## WHAT THIS TASK INVOLVES
Please rewrite the priority-effects notebook between "This Rmd determines" and "this_dir <- getwd()", inclusive, putting "require" wherever "library" appears.

## QUOTED PASSAGE
This Rmd determines whether bias correction has an impact on the analysis of priority effects in Leopold and Busby (2020).
https://github.com/dleopold/Populus_priorityEffects
This script follows the analysis of code/priorityEffects.R
Start by running the setup of libraries and loading the phyloseq object and bias estimate. The code is verbatim from the Leopold and Busby (2020) code except for the changes in directory necessary for the calls to source()
and file reading.
# Analysis of the relative advantage of preemptive colonization.
library(tidyverse)
library(magrittr)
library(phyloseq)
library(foreach)
library(doMC)
library(ggthemes)
this_dir <- getwd()
setwd(here('notebook/_data/leopold2020host/dleopold-Populus_priorityEffects-8594f7c/'))
source("code/Rfunctions.R")
source("code/colors.R")
# register cores for parallel processing
registerDoMC(parallel::detectCores())

## RECORDED DATA
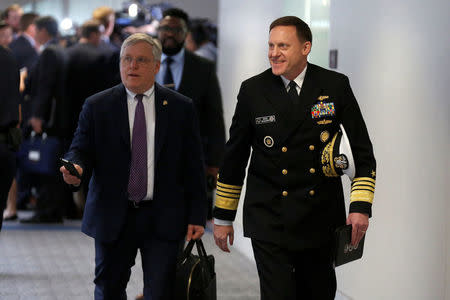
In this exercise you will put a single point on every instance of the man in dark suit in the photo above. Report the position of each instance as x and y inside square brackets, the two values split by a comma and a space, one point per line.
[194, 77]
[290, 116]
[24, 47]
[48, 115]
[147, 189]
[85, 70]
[9, 118]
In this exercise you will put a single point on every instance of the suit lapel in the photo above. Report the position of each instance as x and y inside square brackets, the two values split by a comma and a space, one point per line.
[120, 96]
[276, 94]
[161, 122]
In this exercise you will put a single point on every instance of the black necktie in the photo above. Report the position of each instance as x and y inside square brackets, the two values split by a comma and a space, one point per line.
[293, 93]
[168, 78]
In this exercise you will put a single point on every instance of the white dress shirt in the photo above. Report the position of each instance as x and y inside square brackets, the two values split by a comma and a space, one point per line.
[299, 81]
[149, 109]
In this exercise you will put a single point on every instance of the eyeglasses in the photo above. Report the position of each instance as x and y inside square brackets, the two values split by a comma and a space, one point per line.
[174, 30]
[140, 61]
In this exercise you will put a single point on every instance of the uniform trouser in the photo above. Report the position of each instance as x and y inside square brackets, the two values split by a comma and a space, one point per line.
[7, 171]
[288, 275]
[113, 261]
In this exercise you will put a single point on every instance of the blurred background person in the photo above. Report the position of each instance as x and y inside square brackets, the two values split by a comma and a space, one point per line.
[9, 118]
[194, 77]
[6, 34]
[200, 39]
[11, 16]
[86, 70]
[106, 16]
[24, 47]
[48, 115]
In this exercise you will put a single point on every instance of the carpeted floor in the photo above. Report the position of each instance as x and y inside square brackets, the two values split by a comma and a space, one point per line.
[57, 262]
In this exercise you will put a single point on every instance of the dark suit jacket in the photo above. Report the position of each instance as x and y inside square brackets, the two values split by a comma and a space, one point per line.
[289, 200]
[9, 90]
[85, 73]
[199, 82]
[102, 142]
[26, 55]
[47, 90]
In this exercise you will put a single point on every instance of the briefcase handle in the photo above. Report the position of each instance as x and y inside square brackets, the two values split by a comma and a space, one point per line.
[200, 249]
[201, 252]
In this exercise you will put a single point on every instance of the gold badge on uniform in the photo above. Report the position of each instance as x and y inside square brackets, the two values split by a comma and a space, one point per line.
[268, 141]
[324, 136]
[324, 122]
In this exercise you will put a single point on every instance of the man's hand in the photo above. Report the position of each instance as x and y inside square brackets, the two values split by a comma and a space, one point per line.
[70, 179]
[36, 124]
[195, 232]
[221, 236]
[360, 223]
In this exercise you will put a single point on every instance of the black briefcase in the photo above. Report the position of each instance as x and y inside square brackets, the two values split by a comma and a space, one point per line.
[344, 252]
[195, 276]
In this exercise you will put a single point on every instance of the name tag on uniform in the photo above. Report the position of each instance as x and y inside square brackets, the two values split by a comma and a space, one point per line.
[265, 119]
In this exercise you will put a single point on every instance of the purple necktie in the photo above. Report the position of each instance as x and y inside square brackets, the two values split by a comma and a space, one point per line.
[137, 183]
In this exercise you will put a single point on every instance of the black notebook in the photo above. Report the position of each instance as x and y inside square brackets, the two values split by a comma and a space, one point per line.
[344, 252]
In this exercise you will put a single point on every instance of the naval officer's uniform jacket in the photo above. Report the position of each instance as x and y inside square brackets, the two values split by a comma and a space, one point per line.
[289, 200]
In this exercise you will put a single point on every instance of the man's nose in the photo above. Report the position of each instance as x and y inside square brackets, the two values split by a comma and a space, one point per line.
[274, 52]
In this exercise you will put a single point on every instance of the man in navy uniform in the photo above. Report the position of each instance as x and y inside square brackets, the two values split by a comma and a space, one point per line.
[289, 115]
[147, 189]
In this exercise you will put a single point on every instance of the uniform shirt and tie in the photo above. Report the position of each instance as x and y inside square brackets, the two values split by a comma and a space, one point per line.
[288, 85]
[148, 101]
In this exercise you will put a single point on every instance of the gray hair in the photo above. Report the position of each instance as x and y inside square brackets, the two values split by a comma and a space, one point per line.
[142, 37]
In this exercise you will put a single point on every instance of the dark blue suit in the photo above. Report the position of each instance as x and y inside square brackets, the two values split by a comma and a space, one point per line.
[102, 143]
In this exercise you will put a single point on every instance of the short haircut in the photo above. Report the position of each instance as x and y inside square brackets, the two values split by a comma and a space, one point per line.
[48, 23]
[3, 25]
[27, 19]
[102, 14]
[303, 31]
[177, 13]
[89, 27]
[143, 37]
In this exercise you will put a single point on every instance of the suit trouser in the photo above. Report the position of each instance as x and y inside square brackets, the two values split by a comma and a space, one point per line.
[7, 171]
[288, 275]
[113, 261]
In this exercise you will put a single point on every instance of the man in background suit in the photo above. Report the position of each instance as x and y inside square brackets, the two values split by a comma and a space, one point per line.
[48, 115]
[289, 115]
[85, 70]
[194, 77]
[9, 118]
[147, 189]
[24, 47]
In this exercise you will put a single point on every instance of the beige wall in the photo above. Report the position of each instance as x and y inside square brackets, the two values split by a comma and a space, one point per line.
[396, 55]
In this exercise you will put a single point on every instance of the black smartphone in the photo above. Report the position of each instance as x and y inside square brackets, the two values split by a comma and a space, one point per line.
[70, 167]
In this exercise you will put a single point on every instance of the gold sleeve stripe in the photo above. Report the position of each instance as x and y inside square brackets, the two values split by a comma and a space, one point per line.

## TASK ANSWER
This Rmd determines whether bias correction has an impact on the analysis of priority effects in Leopold and Busby (2020).
https://github.com/dleopold/Populus_priorityEffects
This script follows the analysis of code/priorityEffects.R
Start by running the setup of libraries and loading the phyloseq object and bias estimate. The code is verbatim from the Leopold and Busby (2020) code except for the changes in directory necessary for the calls to source()
and file reading.
# Analysis of the relative advantage of preemptive colonization.
require(tidyverse)
require(magrittr)
require(phyloseq)
require(foreach)
require(doMC)
require(ggthemes)
this_dir <- getwd()